▶ _Working data_:
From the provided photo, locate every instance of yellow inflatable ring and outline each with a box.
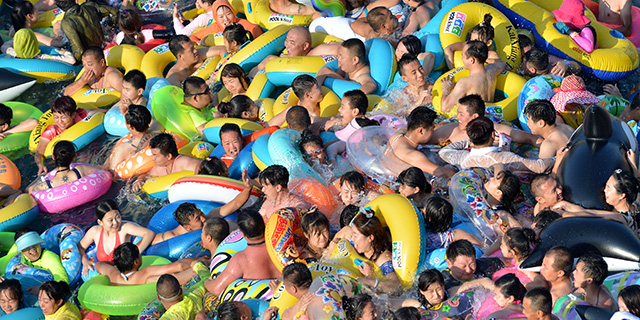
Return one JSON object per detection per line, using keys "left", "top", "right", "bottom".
{"left": 28, "top": 103, "right": 99, "bottom": 152}
{"left": 0, "top": 194, "right": 39, "bottom": 232}
{"left": 440, "top": 2, "right": 521, "bottom": 71}
{"left": 43, "top": 112, "right": 105, "bottom": 158}
{"left": 31, "top": 0, "right": 85, "bottom": 28}
{"left": 178, "top": 141, "right": 215, "bottom": 160}
{"left": 249, "top": 0, "right": 313, "bottom": 30}
{"left": 142, "top": 170, "right": 195, "bottom": 198}
{"left": 431, "top": 68, "right": 526, "bottom": 120}
{"left": 104, "top": 44, "right": 146, "bottom": 73}
{"left": 139, "top": 43, "right": 221, "bottom": 80}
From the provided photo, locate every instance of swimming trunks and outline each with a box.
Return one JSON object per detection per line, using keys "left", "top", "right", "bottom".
{"left": 96, "top": 228, "right": 121, "bottom": 263}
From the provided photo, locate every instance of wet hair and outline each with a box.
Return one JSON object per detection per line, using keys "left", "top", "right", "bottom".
{"left": 300, "top": 208, "right": 330, "bottom": 237}
{"left": 292, "top": 75, "right": 319, "bottom": 101}
{"left": 340, "top": 205, "right": 359, "bottom": 228}
{"left": 216, "top": 301, "right": 246, "bottom": 320}
{"left": 219, "top": 123, "right": 243, "bottom": 143}
{"left": 118, "top": 9, "right": 144, "bottom": 45}
{"left": 53, "top": 140, "right": 75, "bottom": 168}
{"left": 341, "top": 38, "right": 367, "bottom": 65}
{"left": 223, "top": 24, "right": 250, "bottom": 47}
{"left": 0, "top": 104, "right": 11, "bottom": 126}
{"left": 417, "top": 269, "right": 445, "bottom": 309}
{"left": 203, "top": 217, "right": 230, "bottom": 245}
{"left": 354, "top": 117, "right": 379, "bottom": 128}
{"left": 446, "top": 239, "right": 476, "bottom": 262}
{"left": 340, "top": 171, "right": 366, "bottom": 191}
{"left": 125, "top": 105, "right": 152, "bottom": 132}
{"left": 398, "top": 167, "right": 431, "bottom": 194}
{"left": 198, "top": 157, "right": 229, "bottom": 177}
{"left": 218, "top": 95, "right": 256, "bottom": 119}
{"left": 156, "top": 274, "right": 181, "bottom": 300}
{"left": 495, "top": 273, "right": 526, "bottom": 302}
{"left": 518, "top": 34, "right": 533, "bottom": 51}
{"left": 393, "top": 307, "right": 421, "bottom": 320}
{"left": 169, "top": 35, "right": 192, "bottom": 57}
{"left": 0, "top": 278, "right": 23, "bottom": 304}
{"left": 259, "top": 165, "right": 289, "bottom": 188}
{"left": 577, "top": 253, "right": 608, "bottom": 285}
{"left": 39, "top": 281, "right": 70, "bottom": 304}
{"left": 459, "top": 94, "right": 485, "bottom": 117}
{"left": 504, "top": 227, "right": 536, "bottom": 259}
{"left": 51, "top": 96, "right": 77, "bottom": 117}
{"left": 497, "top": 170, "right": 522, "bottom": 212}
{"left": 545, "top": 246, "right": 573, "bottom": 277}
{"left": 14, "top": 227, "right": 35, "bottom": 241}
{"left": 465, "top": 40, "right": 488, "bottom": 64}
{"left": 237, "top": 208, "right": 265, "bottom": 239}
{"left": 532, "top": 209, "right": 561, "bottom": 233}
{"left": 398, "top": 54, "right": 420, "bottom": 77}
{"left": 407, "top": 107, "right": 437, "bottom": 132}
{"left": 11, "top": 1, "right": 35, "bottom": 31}
{"left": 95, "top": 199, "right": 119, "bottom": 221}
{"left": 175, "top": 202, "right": 202, "bottom": 226}
{"left": 423, "top": 197, "right": 453, "bottom": 233}
{"left": 54, "top": 0, "right": 76, "bottom": 12}
{"left": 343, "top": 90, "right": 368, "bottom": 116}
{"left": 299, "top": 130, "right": 324, "bottom": 154}
{"left": 113, "top": 242, "right": 140, "bottom": 272}
{"left": 367, "top": 6, "right": 392, "bottom": 32}
{"left": 282, "top": 262, "right": 312, "bottom": 289}
{"left": 82, "top": 46, "right": 105, "bottom": 61}
{"left": 221, "top": 63, "right": 250, "bottom": 91}
{"left": 343, "top": 0, "right": 369, "bottom": 11}
{"left": 467, "top": 14, "right": 494, "bottom": 44}
{"left": 286, "top": 106, "right": 311, "bottom": 132}
{"left": 150, "top": 133, "right": 179, "bottom": 157}
{"left": 398, "top": 35, "right": 422, "bottom": 57}
{"left": 342, "top": 293, "right": 373, "bottom": 320}
{"left": 524, "top": 287, "right": 552, "bottom": 315}
{"left": 523, "top": 48, "right": 549, "bottom": 74}
{"left": 123, "top": 69, "right": 147, "bottom": 91}
{"left": 352, "top": 213, "right": 390, "bottom": 261}
{"left": 620, "top": 285, "right": 640, "bottom": 317}
{"left": 525, "top": 100, "right": 555, "bottom": 126}
{"left": 466, "top": 116, "right": 494, "bottom": 145}
{"left": 183, "top": 76, "right": 207, "bottom": 96}
{"left": 611, "top": 169, "right": 640, "bottom": 206}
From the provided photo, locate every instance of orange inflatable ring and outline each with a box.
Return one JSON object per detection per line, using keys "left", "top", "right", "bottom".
{"left": 113, "top": 132, "right": 189, "bottom": 179}
{"left": 0, "top": 155, "right": 20, "bottom": 190}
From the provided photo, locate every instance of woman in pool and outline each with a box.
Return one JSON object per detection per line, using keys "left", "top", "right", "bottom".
{"left": 0, "top": 279, "right": 25, "bottom": 315}
{"left": 396, "top": 167, "right": 431, "bottom": 209}
{"left": 300, "top": 208, "right": 331, "bottom": 262}
{"left": 78, "top": 199, "right": 155, "bottom": 278}
{"left": 399, "top": 269, "right": 447, "bottom": 310}
{"left": 38, "top": 281, "right": 81, "bottom": 319}
{"left": 343, "top": 293, "right": 378, "bottom": 320}
{"left": 27, "top": 141, "right": 99, "bottom": 193}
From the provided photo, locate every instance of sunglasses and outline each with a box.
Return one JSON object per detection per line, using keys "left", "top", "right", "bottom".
{"left": 185, "top": 87, "right": 210, "bottom": 97}
{"left": 305, "top": 148, "right": 324, "bottom": 157}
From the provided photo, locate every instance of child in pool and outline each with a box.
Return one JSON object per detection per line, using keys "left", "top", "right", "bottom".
{"left": 299, "top": 208, "right": 331, "bottom": 262}
{"left": 78, "top": 199, "right": 155, "bottom": 278}
{"left": 422, "top": 197, "right": 484, "bottom": 251}
{"left": 396, "top": 167, "right": 432, "bottom": 209}
{"left": 0, "top": 103, "right": 38, "bottom": 142}
{"left": 444, "top": 14, "right": 500, "bottom": 70}
{"left": 552, "top": 0, "right": 597, "bottom": 53}
{"left": 337, "top": 171, "right": 381, "bottom": 206}
{"left": 327, "top": 205, "right": 359, "bottom": 253}
{"left": 205, "top": 24, "right": 252, "bottom": 80}
{"left": 112, "top": 70, "right": 147, "bottom": 115}
{"left": 116, "top": 9, "right": 172, "bottom": 46}
{"left": 218, "top": 63, "right": 250, "bottom": 102}
{"left": 397, "top": 269, "right": 447, "bottom": 310}
{"left": 487, "top": 274, "right": 527, "bottom": 319}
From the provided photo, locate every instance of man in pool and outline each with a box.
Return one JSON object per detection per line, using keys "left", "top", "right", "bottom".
{"left": 524, "top": 100, "right": 573, "bottom": 159}
{"left": 439, "top": 40, "right": 506, "bottom": 113}
{"left": 442, "top": 240, "right": 503, "bottom": 296}
{"left": 396, "top": 54, "right": 432, "bottom": 112}
{"left": 523, "top": 287, "right": 559, "bottom": 320}
{"left": 104, "top": 105, "right": 155, "bottom": 173}
{"left": 152, "top": 202, "right": 206, "bottom": 245}
{"left": 0, "top": 103, "right": 38, "bottom": 142}
{"left": 530, "top": 174, "right": 564, "bottom": 215}
{"left": 315, "top": 38, "right": 378, "bottom": 94}
{"left": 181, "top": 77, "right": 214, "bottom": 134}
{"left": 572, "top": 253, "right": 616, "bottom": 311}
{"left": 156, "top": 273, "right": 208, "bottom": 319}
{"left": 385, "top": 107, "right": 456, "bottom": 178}
{"left": 290, "top": 75, "right": 323, "bottom": 122}
{"left": 131, "top": 133, "right": 201, "bottom": 191}
{"left": 64, "top": 47, "right": 123, "bottom": 96}
{"left": 165, "top": 36, "right": 207, "bottom": 87}
{"left": 258, "top": 165, "right": 308, "bottom": 222}
{"left": 204, "top": 209, "right": 282, "bottom": 296}
{"left": 309, "top": 7, "right": 398, "bottom": 42}
{"left": 250, "top": 26, "right": 313, "bottom": 78}
{"left": 539, "top": 246, "right": 573, "bottom": 304}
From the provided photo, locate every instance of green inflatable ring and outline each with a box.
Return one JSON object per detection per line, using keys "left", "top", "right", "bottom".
{"left": 78, "top": 255, "right": 171, "bottom": 316}
{"left": 0, "top": 102, "right": 43, "bottom": 157}
{"left": 150, "top": 85, "right": 201, "bottom": 141}
{"left": 0, "top": 231, "right": 17, "bottom": 275}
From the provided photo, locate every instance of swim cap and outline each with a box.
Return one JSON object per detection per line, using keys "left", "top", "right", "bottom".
{"left": 13, "top": 28, "right": 41, "bottom": 59}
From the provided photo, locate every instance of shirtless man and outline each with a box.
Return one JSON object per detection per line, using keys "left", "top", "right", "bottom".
{"left": 131, "top": 133, "right": 201, "bottom": 191}
{"left": 525, "top": 100, "right": 573, "bottom": 159}
{"left": 523, "top": 288, "right": 560, "bottom": 320}
{"left": 316, "top": 39, "right": 377, "bottom": 94}
{"left": 385, "top": 107, "right": 456, "bottom": 178}
{"left": 63, "top": 46, "right": 123, "bottom": 96}
{"left": 204, "top": 209, "right": 282, "bottom": 296}
{"left": 530, "top": 174, "right": 564, "bottom": 215}
{"left": 105, "top": 105, "right": 155, "bottom": 172}
{"left": 152, "top": 202, "right": 206, "bottom": 245}
{"left": 430, "top": 95, "right": 543, "bottom": 145}
{"left": 539, "top": 246, "right": 573, "bottom": 304}
{"left": 291, "top": 75, "right": 323, "bottom": 120}
{"left": 309, "top": 7, "right": 398, "bottom": 42}
{"left": 397, "top": 54, "right": 432, "bottom": 111}
{"left": 439, "top": 40, "right": 506, "bottom": 113}
{"left": 250, "top": 26, "right": 313, "bottom": 77}
{"left": 572, "top": 253, "right": 616, "bottom": 311}
{"left": 165, "top": 35, "right": 205, "bottom": 87}
{"left": 598, "top": 0, "right": 632, "bottom": 36}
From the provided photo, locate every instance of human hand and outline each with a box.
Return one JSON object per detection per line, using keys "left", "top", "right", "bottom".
{"left": 0, "top": 133, "right": 6, "bottom": 141}
{"left": 550, "top": 60, "right": 569, "bottom": 77}
{"left": 54, "top": 48, "right": 68, "bottom": 55}
{"left": 242, "top": 169, "right": 252, "bottom": 188}
{"left": 416, "top": 89, "right": 432, "bottom": 106}
{"left": 603, "top": 84, "right": 623, "bottom": 98}
{"left": 261, "top": 306, "right": 278, "bottom": 320}
{"left": 37, "top": 164, "right": 48, "bottom": 175}
{"left": 627, "top": 148, "right": 638, "bottom": 171}
{"left": 555, "top": 22, "right": 571, "bottom": 35}
{"left": 82, "top": 259, "right": 95, "bottom": 278}
{"left": 131, "top": 179, "right": 145, "bottom": 192}
{"left": 173, "top": 5, "right": 179, "bottom": 19}
{"left": 358, "top": 261, "right": 373, "bottom": 277}
{"left": 80, "top": 68, "right": 95, "bottom": 85}
{"left": 268, "top": 279, "right": 280, "bottom": 293}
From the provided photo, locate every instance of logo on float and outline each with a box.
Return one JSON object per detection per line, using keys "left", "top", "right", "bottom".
{"left": 443, "top": 11, "right": 467, "bottom": 37}
{"left": 268, "top": 14, "right": 294, "bottom": 24}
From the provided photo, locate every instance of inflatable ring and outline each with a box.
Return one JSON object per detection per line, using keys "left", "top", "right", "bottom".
{"left": 0, "top": 102, "right": 42, "bottom": 156}
{"left": 178, "top": 141, "right": 215, "bottom": 160}
{"left": 249, "top": 0, "right": 313, "bottom": 30}
{"left": 41, "top": 111, "right": 106, "bottom": 158}
{"left": 0, "top": 307, "right": 44, "bottom": 320}
{"left": 167, "top": 175, "right": 262, "bottom": 204}
{"left": 439, "top": 2, "right": 521, "bottom": 71}
{"left": 142, "top": 170, "right": 194, "bottom": 199}
{"left": 139, "top": 43, "right": 220, "bottom": 80}
{"left": 604, "top": 271, "right": 640, "bottom": 300}
{"left": 251, "top": 132, "right": 273, "bottom": 171}
{"left": 202, "top": 118, "right": 264, "bottom": 145}
{"left": 31, "top": 164, "right": 113, "bottom": 213}
{"left": 0, "top": 68, "right": 37, "bottom": 102}
{"left": 104, "top": 45, "right": 146, "bottom": 74}
{"left": 270, "top": 86, "right": 340, "bottom": 124}
{"left": 264, "top": 207, "right": 307, "bottom": 270}
{"left": 0, "top": 154, "right": 21, "bottom": 189}
{"left": 40, "top": 224, "right": 84, "bottom": 285}
{"left": 113, "top": 131, "right": 189, "bottom": 179}
{"left": 0, "top": 46, "right": 76, "bottom": 83}
{"left": 306, "top": 273, "right": 368, "bottom": 319}
{"left": 5, "top": 253, "right": 54, "bottom": 283}
{"left": 0, "top": 194, "right": 39, "bottom": 232}
{"left": 516, "top": 74, "right": 562, "bottom": 132}
{"left": 105, "top": 24, "right": 168, "bottom": 53}
{"left": 78, "top": 255, "right": 171, "bottom": 316}
{"left": 432, "top": 68, "right": 526, "bottom": 120}
{"left": 209, "top": 230, "right": 247, "bottom": 276}
{"left": 103, "top": 104, "right": 130, "bottom": 137}
{"left": 494, "top": 0, "right": 639, "bottom": 81}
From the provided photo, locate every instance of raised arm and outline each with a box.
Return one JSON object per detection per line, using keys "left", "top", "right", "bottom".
{"left": 122, "top": 222, "right": 156, "bottom": 253}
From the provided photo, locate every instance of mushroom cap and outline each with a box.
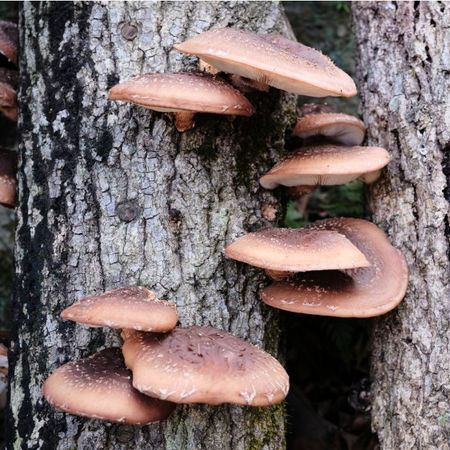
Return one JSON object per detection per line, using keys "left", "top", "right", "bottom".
{"left": 259, "top": 144, "right": 390, "bottom": 190}
{"left": 0, "top": 21, "right": 18, "bottom": 65}
{"left": 293, "top": 113, "right": 366, "bottom": 146}
{"left": 173, "top": 28, "right": 356, "bottom": 97}
{"left": 0, "top": 149, "right": 17, "bottom": 208}
{"left": 43, "top": 348, "right": 175, "bottom": 424}
{"left": 260, "top": 218, "right": 408, "bottom": 317}
{"left": 61, "top": 286, "right": 178, "bottom": 333}
{"left": 0, "top": 81, "right": 16, "bottom": 108}
{"left": 224, "top": 227, "right": 370, "bottom": 273}
{"left": 122, "top": 326, "right": 289, "bottom": 406}
{"left": 108, "top": 72, "right": 254, "bottom": 116}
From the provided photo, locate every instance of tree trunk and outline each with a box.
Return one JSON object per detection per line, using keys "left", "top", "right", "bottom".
{"left": 353, "top": 2, "right": 450, "bottom": 449}
{"left": 7, "top": 2, "right": 295, "bottom": 449}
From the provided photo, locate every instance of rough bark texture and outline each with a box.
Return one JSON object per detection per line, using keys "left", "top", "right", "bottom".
{"left": 7, "top": 2, "right": 296, "bottom": 449}
{"left": 353, "top": 2, "right": 450, "bottom": 449}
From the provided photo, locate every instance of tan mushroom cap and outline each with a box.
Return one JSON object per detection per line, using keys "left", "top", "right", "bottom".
{"left": 61, "top": 286, "right": 178, "bottom": 333}
{"left": 261, "top": 218, "right": 408, "bottom": 318}
{"left": 43, "top": 348, "right": 175, "bottom": 424}
{"left": 108, "top": 72, "right": 254, "bottom": 131}
{"left": 224, "top": 228, "right": 369, "bottom": 273}
{"left": 122, "top": 326, "right": 289, "bottom": 406}
{"left": 0, "top": 76, "right": 16, "bottom": 121}
{"left": 260, "top": 144, "right": 390, "bottom": 190}
{"left": 0, "top": 21, "right": 18, "bottom": 65}
{"left": 0, "top": 81, "right": 15, "bottom": 108}
{"left": 0, "top": 149, "right": 17, "bottom": 208}
{"left": 174, "top": 28, "right": 356, "bottom": 97}
{"left": 293, "top": 113, "right": 366, "bottom": 146}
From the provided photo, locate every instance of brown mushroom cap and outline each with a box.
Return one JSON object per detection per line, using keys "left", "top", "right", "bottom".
{"left": 174, "top": 28, "right": 356, "bottom": 97}
{"left": 43, "top": 348, "right": 175, "bottom": 424}
{"left": 224, "top": 228, "right": 369, "bottom": 273}
{"left": 122, "top": 326, "right": 289, "bottom": 406}
{"left": 0, "top": 81, "right": 15, "bottom": 108}
{"left": 259, "top": 144, "right": 390, "bottom": 190}
{"left": 108, "top": 72, "right": 254, "bottom": 131}
{"left": 0, "top": 21, "right": 18, "bottom": 65}
{"left": 293, "top": 113, "right": 366, "bottom": 146}
{"left": 297, "top": 103, "right": 335, "bottom": 117}
{"left": 260, "top": 218, "right": 408, "bottom": 318}
{"left": 61, "top": 286, "right": 178, "bottom": 333}
{"left": 0, "top": 149, "right": 17, "bottom": 208}
{"left": 0, "top": 77, "right": 16, "bottom": 121}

▶ _Exercise objective_: Throughout the data above, copy all lines where the word "pool" is found.

▶ _Result for this exercise_:
From the provided photo, locate every instance of woman in pool and outline each with a box.
From the provided photo, locate every instance of child in pool and outline each with a box.
From the provided photo, locate every instance of man in pool and outline each with a box.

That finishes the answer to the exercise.